## Text section
--- start ---

Here is a simple method:

template<typename T, typename A1, typename A2>
std::vector<T, A1> operator+( std::vector<T, A1> left, std::vector<T, A2> const& right ) {
  left.insert( left.end(), right.begin(), right.end() );
  return left;
}


int main() {
  std::vector<string> m = { "a", "b" );

  m = m + m + m;
}

but as @ChristianAmmer noted, overriding operator+ on a std::vector is ambiguous. And that would be wrong.

So you could go and write an entire infix named operator syntax, and use the magic of C++ to embed it in the C++ language, to get rid of that ambiguity. Sort of like this:

#include <utility>

template<typename Operation, short op>
struct InfixOp {
  Operation* self() { return static_cast<Operation*>(this); }
  Operation const* self() const { return static_cast<Operation const*>(this); }
};

template<typename first_type, typename Infix, short op>
struct PartialForm {
  Infix const* infix;

  first_type a;

  template<typename T>
  PartialForm(T&& first, Infix const* i):infix(i), a(std::forward<T>(first)) {}
};

#define OVERRIDE_OPERATORS(OP, CODE) \
template<\
  typename Left,\
  typename Operation\
>\
PartialForm<typename std::remove_reference<Left>::type, Operation, CODE> operator OP( Left&& left, InfixOp<Operation, CODE> const& op ) {\
  return PartialForm<typename std::remove_reference<Left>::type, Operation, CODE>( std::forward<Left>(left), op.self() );\
}\
\
template<\
  typename Right,\
  typename First,\
  typename Operation\
>\
auto operator OP( PartialForm<First, Operation, CODE>&& left, Right&& right )\
  ->decltype( (*left.infix)( std::move( left.a ), std::forward<Right>(right)) )\
{\
  return (*left.infix)( std::move( left.a ), std::forward<Right>(right) );\
}

OVERRIDE_OPERATORS(+, '+')
OVERRIDE_OPERATORS(*, '*')
OVERRIDE_OPERATORS(%, '%')
OVERRIDE_OPERATORS(^, '^')
OVERRIDE_OPERATORS(/, '/')
OVERRIDE_OPERATORS(==, '=')
OVERRIDE_OPERATORS(<, '<')
OVERRIDE_OPERATORS(>, '>')
OVERRIDE_OPERATORS(&, '&')
OVERRIDE_OPERATORS(|, '|')
//OVERRIDE_OPERATORS(!=, '!=')
//OVERRIDE_OPERATORS(<=, '<=')
//OVERRIDE_OPERATORS(>=, '>=')


template<typename Functor, char... ops>
struct Infix:InfixOp<Infix<Functor, ops...>, ops>...

--- end ---

## Tasks for this exercise
[A] Rewrite the paragraph of the C++ answer that begins "So you could go and write" in one shorter sentence, keeping its main point.
[B] According to the C++ answer, who noted that overriding operator+ on a std::vector is ambiguous?
[C] For each statement, say whether it agrees with the C++ answer, and quote the words that decide it. (i) The simple method appends the elements of right to left and returns left. (ii) The OVERRIDE_OPERATORS line for != is active. (iii) The C++ answer calls overriding operator+ on a std::vector acceptable.
You do not need the records.

## Recorded data
--- start ---

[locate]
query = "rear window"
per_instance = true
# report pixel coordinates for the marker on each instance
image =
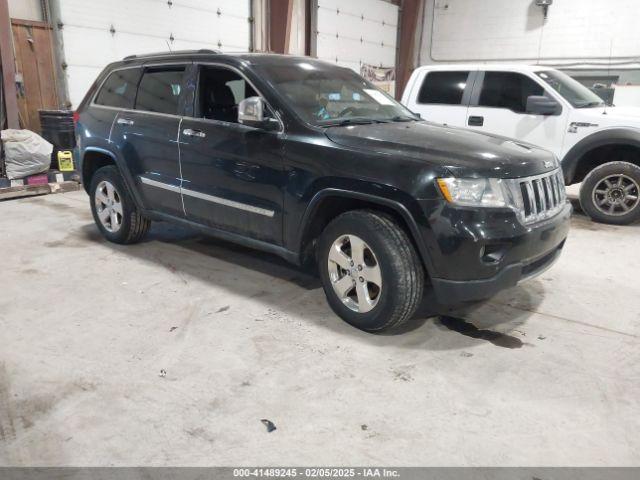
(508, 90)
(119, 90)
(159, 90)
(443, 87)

--- end ---
--- start ---

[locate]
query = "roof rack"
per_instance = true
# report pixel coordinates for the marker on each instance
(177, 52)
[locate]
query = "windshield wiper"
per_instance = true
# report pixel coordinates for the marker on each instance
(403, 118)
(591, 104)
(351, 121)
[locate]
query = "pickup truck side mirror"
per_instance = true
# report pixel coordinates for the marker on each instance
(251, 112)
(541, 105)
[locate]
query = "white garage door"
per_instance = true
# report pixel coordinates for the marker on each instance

--- end ---

## Responses in order
[A] To remove that ambiguity, you could use C++ features to build a full infix named-operator syntax into the language, roughly as sketched next.

[B] @ChristianAmmer

[C]
(i) Yes: "left.insert( left.end(), right.begin(), right.end() );" and "return left;"
(ii) No: "//OVERRIDE_OPERATORS(!=, '!=')"
(iii) No: "And that would be wrong."